I'm about to get chickens and have been doing lots of research, but I feel like I'm getting mixed messages reading all these threads. 

I'm going to get a secure coop, and put it inside a secure run (with the fence dug under the ground, rocks against the fence, all that recommended stuff). I've read threads about closing the coop door at night, and everyone says this is a MUST. However, people also say adult chickens can be left alone for a weekend, Also, I plan to let them free range outside the coop when I'm around during the day.

Questions: -If the chickens are left alone for a weekend (with food and water) just leave the coop open to the secure run?

-Is the answer the same if it is the winter? I live in the country (read: coyotes) in central NY. 

-Is it appropriate to ever leave the coop closed for a whole day?

-Do they need supervision when free ranging?

-How hard is it to get them back in the run/coop?

 

Any tips would be wonderful! Count down to baby chicks is 26 days!!!

post #2 of 7
Quote:
Originally Posted by LeahZ View Post
 

I'm about to get chickens and have been doing lots of research, but I feel like I'm getting mixed messages reading all these threads. 

I'm going to get a secure coop, and put it inside a secure run (with the fence dug under the ground, rocks against the fence, all that recommended stuff). I've read threads about closing the coop door at night, and everyone says this is a MUST. However, people also say adult chickens can be left alone for a weekend, Also, I plan to let them free range outside the coop when I'm around during the day.

Questions: -If the chickens are left alone for a weekend (with food and water) just leave the coop open to the secure run? Yes. I've done this several times.

-Is the answer the same if it is the winter? I live in the country (read: coyotes) in central NY. As long as the run is secure like you say, and has adequate room for the birds, there's no reason not to. Ideally the coop door is situation such that weather can't get in (rain/snow) but cold isn't a problem as long as they have non-frozen water access.

-Is it appropriate to ever leave the coop closed for a whole day? I would only do this if there was some reason the run wasn't secure or safe and make sure that the coop itself has enough room for the birds. You'll see 4 sq ft given pretty regularly as a base. That's a decision you have to make.

--

▶ Your goal
Edit the chicken forum thread from "Any tips would" up to and including "this several times.", changing "coop" to "henhouse" everywhere it occurs.

--

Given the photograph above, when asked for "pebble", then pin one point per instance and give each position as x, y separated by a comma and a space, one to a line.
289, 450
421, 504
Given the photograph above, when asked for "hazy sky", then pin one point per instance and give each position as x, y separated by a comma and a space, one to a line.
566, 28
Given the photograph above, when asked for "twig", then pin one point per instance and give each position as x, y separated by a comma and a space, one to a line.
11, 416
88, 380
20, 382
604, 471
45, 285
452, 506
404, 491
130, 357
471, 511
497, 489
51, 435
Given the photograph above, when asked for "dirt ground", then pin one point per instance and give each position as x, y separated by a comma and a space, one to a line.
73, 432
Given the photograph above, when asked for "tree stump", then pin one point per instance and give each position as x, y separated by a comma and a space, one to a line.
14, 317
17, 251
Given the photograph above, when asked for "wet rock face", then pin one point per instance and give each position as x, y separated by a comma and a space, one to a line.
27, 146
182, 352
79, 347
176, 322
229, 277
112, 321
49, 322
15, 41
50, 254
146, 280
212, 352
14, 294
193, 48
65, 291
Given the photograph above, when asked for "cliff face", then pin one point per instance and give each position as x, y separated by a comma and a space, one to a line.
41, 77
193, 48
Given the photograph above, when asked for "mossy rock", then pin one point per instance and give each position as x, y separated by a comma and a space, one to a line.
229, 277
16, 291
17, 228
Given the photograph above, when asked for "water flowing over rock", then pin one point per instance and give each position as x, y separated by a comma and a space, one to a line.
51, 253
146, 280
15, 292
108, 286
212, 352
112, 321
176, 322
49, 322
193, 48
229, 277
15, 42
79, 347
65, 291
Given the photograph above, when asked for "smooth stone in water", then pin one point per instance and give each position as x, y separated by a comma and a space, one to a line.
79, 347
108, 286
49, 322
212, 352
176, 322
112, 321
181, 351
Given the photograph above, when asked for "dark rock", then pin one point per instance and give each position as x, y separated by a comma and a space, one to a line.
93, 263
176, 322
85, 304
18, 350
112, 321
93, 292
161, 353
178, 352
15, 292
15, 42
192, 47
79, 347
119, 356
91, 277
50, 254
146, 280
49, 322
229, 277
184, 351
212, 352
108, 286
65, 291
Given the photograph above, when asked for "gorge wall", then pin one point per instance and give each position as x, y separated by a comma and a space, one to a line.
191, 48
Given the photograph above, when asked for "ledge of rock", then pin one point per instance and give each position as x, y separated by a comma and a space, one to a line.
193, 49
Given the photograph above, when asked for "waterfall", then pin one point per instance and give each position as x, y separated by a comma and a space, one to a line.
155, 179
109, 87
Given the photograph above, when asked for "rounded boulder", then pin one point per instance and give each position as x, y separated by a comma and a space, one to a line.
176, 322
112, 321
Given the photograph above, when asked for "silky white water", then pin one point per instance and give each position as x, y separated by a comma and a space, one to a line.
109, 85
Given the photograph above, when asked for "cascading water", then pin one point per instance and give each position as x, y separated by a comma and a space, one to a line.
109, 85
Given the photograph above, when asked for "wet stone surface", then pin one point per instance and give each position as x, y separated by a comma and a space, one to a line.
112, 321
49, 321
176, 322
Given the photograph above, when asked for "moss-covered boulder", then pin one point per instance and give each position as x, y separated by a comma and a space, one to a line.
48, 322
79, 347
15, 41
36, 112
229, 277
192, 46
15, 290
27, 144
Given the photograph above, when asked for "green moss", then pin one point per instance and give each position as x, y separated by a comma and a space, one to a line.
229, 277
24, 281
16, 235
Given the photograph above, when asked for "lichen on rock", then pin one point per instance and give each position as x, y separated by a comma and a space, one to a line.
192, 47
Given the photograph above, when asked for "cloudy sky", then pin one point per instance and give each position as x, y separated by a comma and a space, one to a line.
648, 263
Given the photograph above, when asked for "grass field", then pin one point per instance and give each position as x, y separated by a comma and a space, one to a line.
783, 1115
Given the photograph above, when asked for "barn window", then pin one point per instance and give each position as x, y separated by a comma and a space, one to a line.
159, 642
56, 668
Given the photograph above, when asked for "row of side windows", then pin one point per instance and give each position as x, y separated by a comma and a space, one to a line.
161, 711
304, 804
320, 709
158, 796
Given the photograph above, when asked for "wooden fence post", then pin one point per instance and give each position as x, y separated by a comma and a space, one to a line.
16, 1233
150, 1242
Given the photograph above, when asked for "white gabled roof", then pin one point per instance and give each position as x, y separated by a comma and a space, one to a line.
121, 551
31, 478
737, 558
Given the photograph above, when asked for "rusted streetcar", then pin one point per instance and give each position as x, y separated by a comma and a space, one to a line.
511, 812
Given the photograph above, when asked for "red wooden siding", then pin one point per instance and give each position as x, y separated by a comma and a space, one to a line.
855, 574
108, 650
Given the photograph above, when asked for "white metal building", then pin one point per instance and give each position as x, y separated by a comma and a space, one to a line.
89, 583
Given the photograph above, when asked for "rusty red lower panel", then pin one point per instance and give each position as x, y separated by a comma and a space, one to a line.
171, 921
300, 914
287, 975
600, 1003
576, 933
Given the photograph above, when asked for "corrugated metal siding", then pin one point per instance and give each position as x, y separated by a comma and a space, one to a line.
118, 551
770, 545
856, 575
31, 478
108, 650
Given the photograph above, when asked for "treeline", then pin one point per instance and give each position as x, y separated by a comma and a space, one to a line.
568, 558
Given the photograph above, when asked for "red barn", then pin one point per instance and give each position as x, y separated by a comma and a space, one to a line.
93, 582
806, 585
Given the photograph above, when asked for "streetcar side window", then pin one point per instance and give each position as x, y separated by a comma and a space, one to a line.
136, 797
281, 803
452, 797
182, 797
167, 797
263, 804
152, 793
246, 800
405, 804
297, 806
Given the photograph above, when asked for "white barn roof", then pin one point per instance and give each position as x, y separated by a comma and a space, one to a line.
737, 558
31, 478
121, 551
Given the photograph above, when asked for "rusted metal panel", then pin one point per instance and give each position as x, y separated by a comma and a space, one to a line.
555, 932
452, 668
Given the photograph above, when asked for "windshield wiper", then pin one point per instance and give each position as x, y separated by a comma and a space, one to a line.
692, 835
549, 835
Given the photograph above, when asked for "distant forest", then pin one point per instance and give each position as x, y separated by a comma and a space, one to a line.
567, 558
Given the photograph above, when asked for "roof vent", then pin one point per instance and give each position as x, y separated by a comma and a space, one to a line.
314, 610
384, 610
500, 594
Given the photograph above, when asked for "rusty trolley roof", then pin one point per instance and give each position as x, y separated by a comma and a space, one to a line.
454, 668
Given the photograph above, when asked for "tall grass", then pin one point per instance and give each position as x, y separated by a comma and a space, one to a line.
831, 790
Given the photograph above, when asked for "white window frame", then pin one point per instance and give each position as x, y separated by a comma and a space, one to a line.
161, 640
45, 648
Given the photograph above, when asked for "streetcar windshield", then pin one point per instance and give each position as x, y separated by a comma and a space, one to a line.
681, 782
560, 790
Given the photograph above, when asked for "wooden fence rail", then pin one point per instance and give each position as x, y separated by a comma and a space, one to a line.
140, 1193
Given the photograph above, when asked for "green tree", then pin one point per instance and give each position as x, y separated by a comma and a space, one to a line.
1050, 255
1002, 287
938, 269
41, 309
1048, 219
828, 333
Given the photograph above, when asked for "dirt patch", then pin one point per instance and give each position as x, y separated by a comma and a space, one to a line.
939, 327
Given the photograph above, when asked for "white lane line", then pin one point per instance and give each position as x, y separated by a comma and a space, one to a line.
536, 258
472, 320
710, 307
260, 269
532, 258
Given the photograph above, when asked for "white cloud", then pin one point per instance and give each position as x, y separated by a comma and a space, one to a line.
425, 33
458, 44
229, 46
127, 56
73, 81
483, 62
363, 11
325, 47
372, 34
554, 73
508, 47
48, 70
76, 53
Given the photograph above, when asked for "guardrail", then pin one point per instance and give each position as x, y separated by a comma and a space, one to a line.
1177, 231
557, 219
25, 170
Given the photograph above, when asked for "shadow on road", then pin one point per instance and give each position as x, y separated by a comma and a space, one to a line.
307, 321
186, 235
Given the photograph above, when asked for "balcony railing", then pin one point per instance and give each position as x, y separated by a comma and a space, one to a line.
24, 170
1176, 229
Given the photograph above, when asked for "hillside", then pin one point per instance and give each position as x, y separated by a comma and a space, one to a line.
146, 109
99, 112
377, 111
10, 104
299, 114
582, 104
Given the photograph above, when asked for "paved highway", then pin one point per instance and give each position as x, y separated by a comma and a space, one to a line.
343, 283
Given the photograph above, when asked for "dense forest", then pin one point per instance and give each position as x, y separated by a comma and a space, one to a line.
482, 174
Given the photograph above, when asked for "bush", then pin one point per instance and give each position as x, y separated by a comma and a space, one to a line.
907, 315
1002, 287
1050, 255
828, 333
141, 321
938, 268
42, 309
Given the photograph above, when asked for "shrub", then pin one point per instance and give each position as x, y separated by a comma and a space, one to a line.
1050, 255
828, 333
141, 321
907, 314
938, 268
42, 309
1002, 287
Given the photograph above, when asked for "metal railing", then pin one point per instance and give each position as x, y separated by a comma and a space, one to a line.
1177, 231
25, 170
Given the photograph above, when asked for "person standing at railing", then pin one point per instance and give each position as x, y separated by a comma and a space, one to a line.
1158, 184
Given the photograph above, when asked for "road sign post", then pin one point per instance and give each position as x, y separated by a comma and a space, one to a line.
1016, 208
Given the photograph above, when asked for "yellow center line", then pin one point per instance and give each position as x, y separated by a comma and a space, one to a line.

--

▶ Reply to the exercise
Any tips would be wonderful! Count down to baby chicks is 26 days!!!

post #2 of 7
Quote:
Originally Posted by LeahZ View Post
 

I'm about to get chickens and have been doing lots of research, but I feel like I'm getting mixed messages reading all these threads. 

I'm going to get a secure henhouse, and put it inside a secure run (with the fence dug under the ground, rocks against the fence, all that recommended stuff). I've read threads about closing the henhouse door at night, and everyone says this is a MUST. However, people also say adult chickens can be left alone for a weekend, Also, I plan to let them free range outside the henhouse when I'm around during the day.

Questions: -If the chickens are left alone for a weekend (with food and water) just leave the henhouse open to the secure run? Yes. I've done this several times.